**PROBLEM TO WORK ON:** Copy out the lines below, swapping every "put a dot on" for "mark" and changing nothing else.
[START OF INFORMATION GIVEN]
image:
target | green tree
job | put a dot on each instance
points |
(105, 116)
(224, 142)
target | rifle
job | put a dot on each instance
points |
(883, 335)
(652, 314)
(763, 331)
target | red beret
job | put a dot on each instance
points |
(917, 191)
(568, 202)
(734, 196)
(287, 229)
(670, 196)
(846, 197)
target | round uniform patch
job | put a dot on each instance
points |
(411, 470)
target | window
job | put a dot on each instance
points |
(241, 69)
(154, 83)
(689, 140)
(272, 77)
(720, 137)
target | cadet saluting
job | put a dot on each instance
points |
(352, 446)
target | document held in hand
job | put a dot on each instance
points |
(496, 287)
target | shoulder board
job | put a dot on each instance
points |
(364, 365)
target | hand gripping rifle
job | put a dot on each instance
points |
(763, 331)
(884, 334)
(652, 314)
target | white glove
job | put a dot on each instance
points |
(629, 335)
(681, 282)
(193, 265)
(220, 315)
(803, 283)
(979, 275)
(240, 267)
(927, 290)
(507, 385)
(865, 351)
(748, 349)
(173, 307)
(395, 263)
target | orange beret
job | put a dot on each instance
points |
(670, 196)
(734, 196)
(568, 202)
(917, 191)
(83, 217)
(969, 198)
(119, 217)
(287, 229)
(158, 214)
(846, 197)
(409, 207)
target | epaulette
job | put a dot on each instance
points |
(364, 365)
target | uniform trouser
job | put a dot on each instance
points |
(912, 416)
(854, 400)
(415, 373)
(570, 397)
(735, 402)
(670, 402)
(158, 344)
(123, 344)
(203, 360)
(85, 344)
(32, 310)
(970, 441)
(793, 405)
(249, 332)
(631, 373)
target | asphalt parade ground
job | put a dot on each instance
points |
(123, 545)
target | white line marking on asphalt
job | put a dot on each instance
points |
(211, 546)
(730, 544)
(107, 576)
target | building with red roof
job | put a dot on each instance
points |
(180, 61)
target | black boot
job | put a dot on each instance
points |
[END OF INFORMATION GIVEN]
**FULL SOLUTION:**
image:
target | green tree
job | mark each instance
points |
(105, 116)
(224, 142)
target | rifle
job | mark each instance
points |
(883, 335)
(652, 314)
(763, 331)
target | red beret
job | mark each instance
points |
(917, 191)
(568, 202)
(734, 196)
(287, 229)
(670, 196)
(846, 197)
target | round uniform patch
job | mark each instance
points |
(411, 470)
target | window
job | mark each instance
points |
(241, 69)
(154, 83)
(689, 140)
(272, 77)
(720, 137)
target | cadet saluting
job | mark each instance
points |
(352, 446)
target | document held in hand
job | mark each instance
points |
(496, 287)
target | shoulder board
job | mark each instance
points |
(364, 365)
target | hand gripping rifle
job | mark each instance
points |
(763, 331)
(884, 334)
(652, 314)
target | white glove
job | mark each instance
points |
(629, 335)
(681, 282)
(193, 265)
(220, 315)
(803, 283)
(979, 275)
(240, 267)
(927, 290)
(507, 385)
(865, 351)
(748, 349)
(173, 307)
(395, 263)
target | orange beret
job | mark each instance
points |
(670, 196)
(734, 196)
(568, 202)
(917, 191)
(83, 217)
(969, 198)
(119, 217)
(287, 229)
(158, 214)
(846, 197)
(409, 207)
target | epaulette
job | mark each instance
points |
(364, 365)
target | uniform trouser
job | mark each instance
points |
(912, 416)
(854, 400)
(415, 373)
(570, 397)
(735, 402)
(670, 402)
(158, 344)
(123, 344)
(203, 360)
(85, 344)
(32, 310)
(970, 441)
(793, 405)
(249, 332)
(631, 373)
target | asphalt parade ground
job | mark each instance
points |
(123, 545)
target | white line marking on asphalt
job | mark each instance
points |
(211, 546)
(730, 544)
(107, 576)
target | building with red roof
job | mark each instance
points |
(180, 61)
target | black boot
job | mark each instance
points |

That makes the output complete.